Bruxa do 71 1974, enquanto os “porões da ditatura” do General Emílio Garrastazu Médici se enchiam de torturas e barbáries que não se pode esquecer e que pouco se fala, em uma pequena cidade do interior, longe da repressão militar, um fato inusitado, mas nem tão pouco reprimido:
Dona Flor, professora há muitos anos, pulso firme, forte, inclusive no peso, levava a turma de alunos a mão de ferro, disciplina rígida. Na escola rural, a sala contava com 30 alunos, da primeira à terceira séries. Alunos bem-comportados, verdadeiros soldadinhos de chumbos...
Mas nem tudo era felicidade, Dona Flor sofria de alergia crônica, o giz era seu principal algoz, e motivo de seu mau humor, também crônico...Era um ritual. Todos os dias, chegava à sala, preparava-se e quando anotava a primeira palavra no quadro-negro, imediatamente vinha-lhe o espirro. Atchim!!!
A sala aprendera direitinho o que ela mesmo ensinara. A cada espirro (atchim!), os alunos se levantavam e uníssonos, bradavam: “saúde Professora, Deus te crie”! E assim seguia, todos os dias, todos, em todos os espirros: Atchim!!! “saúde Professora, Deus te crie”!
Dona Flor não suportava mais tantos espirros, estava à beira do surto.

(Material coletado):
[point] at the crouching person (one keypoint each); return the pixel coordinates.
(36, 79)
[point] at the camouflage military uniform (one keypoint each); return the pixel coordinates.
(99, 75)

(Ações necessárias):
• a. No texto sobre Dona Flor, o que era o principal algoz da professora?
• b. Prossiga o texto sobre Dona Flor a partir da última frase apresentada.

(Tarefas resolvidas):
• a. O giz.

• b.
Outro dia a Professora chegou quieta, feição fechada, iniciou o ritual, foi passar o ponto no quadro, e... Atchim!!! Levantam todos os alunos, educados, uníssonos: “saúde Professora! Deus te cr....” Dona Flor nem deixou terminarem, surtou...
“Saúde Professora, coisa nenhuma! Não aguento mais, o que vocês estão pensando... a partir de agora, quando espirrar, se alguém falar ‘saúde professora’, eu vou mandar para fora da sala, nunca mais quero ouvir de vocês... e blá, blá, blá”... Os alunos quase desapareceram debaixo da carteira... Dona Flor era de cumprir as ameaças.
Neste dia marcante, Marcelinho, aluno “porreta” da sala, tinha faltado, teve de ir à cidade acompanhar a mãe, e nada soube do ocorrido.
Dia seguinte, chega D. Flor, o ritual se repete, os alunos quietos, apreensivos, a professora pega o giz, vira-se para o quadro, e ... Atchim!!!
O silêncio toma conta da sala, até que lá na última carteira, levanta só ele, o Marcelinho, o ausente do dia anterior, que enche o peito e solta a voz bem forte, num estridente e solo: “bruxa veia”! (Enquanto os alunos educadamente falavam “saúde professora, Deus te crie!”, Marcelinho sempre soltava o sonoro “bruxa veia”, fundindo-se todas as vozes, só que neste dia ele dançou...). O resto você já imagina...
1974, tempos difíceis de repressão, enquanto isso a “bruxa veia” continua até hoje torturando nos porões das lembranças, dos que eram rebeldes ou recalcados.
Lá se vai mais um outubro rosa, que começou com o dia do vendedor, passou pelo professor e termina com a caça as bruxas. Que Deus nos livre de um novembro cinza...
Boa Semana!
Alexandre Faria
Consultor em Gestão de Negócios
Viva mais intensamente! “Por que o mundo é um belo lugar pra se viver...”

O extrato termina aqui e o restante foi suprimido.